Work order:
Carry on the summary of iPhone owners' opinions on Apple Intelligence, starting after its final bullet point.

Selected excerpt:

Most iPhone owners see little to no value in Apple Intelligence so far

Overall Sentiment

  • Many commenters find Apple Intelligence underwhelming or pointless in daily use; several have disabled it.
  • A minority see clear value in specific features (summaries, notification filtering, writing help), but almost nobody reports it as transformative.
  • Some argue that even 20–30% of users finding value at launch could be framed as “success,” but others note the survey data is too vague to interpret cleanly.

Perceived Usefulness of Features

  • Commonly liked:
    • Notification / email summaries for catching up on fast-moving threads or triaging long chains.
    • Reduce Interruptions focus and other ML-style classification (seen as “old” AI, but genuinely helpful).
    • Text proofreading / tone softening, especially for non-native writers or people who write aggressively.
    • Occasional coding assistance (mainly via other tools like Copilot/ChatGPT, not Apple’s own).

The data:
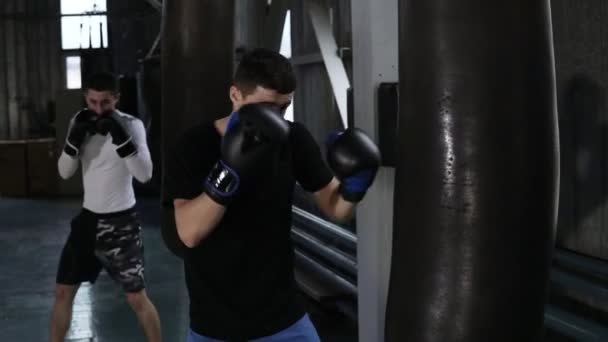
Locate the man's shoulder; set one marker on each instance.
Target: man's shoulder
(128, 117)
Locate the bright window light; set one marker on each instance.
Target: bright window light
(286, 51)
(83, 6)
(83, 32)
(286, 37)
(73, 72)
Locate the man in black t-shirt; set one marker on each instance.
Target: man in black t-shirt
(229, 185)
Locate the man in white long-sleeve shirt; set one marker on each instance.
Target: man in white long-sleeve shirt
(111, 148)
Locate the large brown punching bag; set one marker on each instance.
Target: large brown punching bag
(197, 57)
(477, 175)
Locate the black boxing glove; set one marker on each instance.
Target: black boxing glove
(252, 135)
(83, 123)
(354, 158)
(113, 123)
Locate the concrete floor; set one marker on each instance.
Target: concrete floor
(32, 233)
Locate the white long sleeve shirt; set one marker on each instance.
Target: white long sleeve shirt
(107, 178)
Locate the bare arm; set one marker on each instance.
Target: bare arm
(196, 218)
(331, 203)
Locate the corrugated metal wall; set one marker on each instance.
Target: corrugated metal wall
(581, 53)
(30, 66)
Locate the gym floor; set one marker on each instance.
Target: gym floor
(32, 233)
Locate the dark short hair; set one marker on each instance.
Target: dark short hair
(265, 68)
(102, 81)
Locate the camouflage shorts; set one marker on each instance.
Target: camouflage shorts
(109, 241)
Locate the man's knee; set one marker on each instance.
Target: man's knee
(65, 294)
(137, 300)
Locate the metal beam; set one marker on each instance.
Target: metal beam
(338, 258)
(319, 16)
(326, 228)
(375, 61)
(156, 4)
(327, 274)
(273, 26)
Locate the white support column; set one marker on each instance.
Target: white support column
(319, 16)
(375, 60)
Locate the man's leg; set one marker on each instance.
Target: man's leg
(62, 311)
(146, 314)
(120, 249)
(301, 331)
(76, 265)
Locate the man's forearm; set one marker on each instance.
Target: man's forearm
(195, 219)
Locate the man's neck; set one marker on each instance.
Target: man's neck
(220, 124)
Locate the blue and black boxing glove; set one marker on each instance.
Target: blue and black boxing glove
(252, 134)
(354, 158)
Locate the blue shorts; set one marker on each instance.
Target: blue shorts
(300, 331)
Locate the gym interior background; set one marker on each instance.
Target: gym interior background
(346, 55)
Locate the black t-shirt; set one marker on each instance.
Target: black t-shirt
(240, 277)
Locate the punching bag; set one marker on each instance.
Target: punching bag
(477, 174)
(197, 60)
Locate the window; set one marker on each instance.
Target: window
(286, 51)
(84, 24)
(73, 72)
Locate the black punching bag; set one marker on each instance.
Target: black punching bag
(197, 60)
(477, 173)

Task result:
  • Commonly dismissed:
    • Image Playground, Genmoji, and photo cleanup seen as toys or “corny,” often with poor quality or obvious artifacts.
    • Message / mail categorization and summaries are frequently inaccurate or even invert meaning, destroying trust.
    • Visual intelligence is mostly just handing off to ChatGPT or Lens, which users already had via separate apps.

Siri and the “Real Assistant” Gap

  • Strong desire for an actually capable, context-aware assistant that can:
    • Orchestrate across apps (calendar, messages, email, notes, smart home).
    • Automate multi-step, real-world tasks (e.g., handling dentist visits, travel, recurring chores).
  • Many report Siri remains unreliable, slow, or obtuse even after the Apple Intelligence branding; some say it’s only good for timers.

UX, Reliability, and Performance Problems

  • Complaints about:
    • Battery drain and device freezes; some users report stability improving when Apple Intelligence is disabled.
    • Noticeable notification delays due to summarization, including in CarPlay.
    • Terrible onboarding: Image Playground fails with no clear progress indication; weird naming clashes (Playgrounds vs Swift Playgrounds).
    • Awkward UI (unreadable error toasts under the Dynamic Island, confusing controls like “Appearance”).
  • Summaries in Messages and notifications often appear without clear indication that they are summaries, causing confusion.

Accessibility and Voice Interfaces

  • Several see massive potential for blind or low-vision users if voice control and on-device understanding become robust.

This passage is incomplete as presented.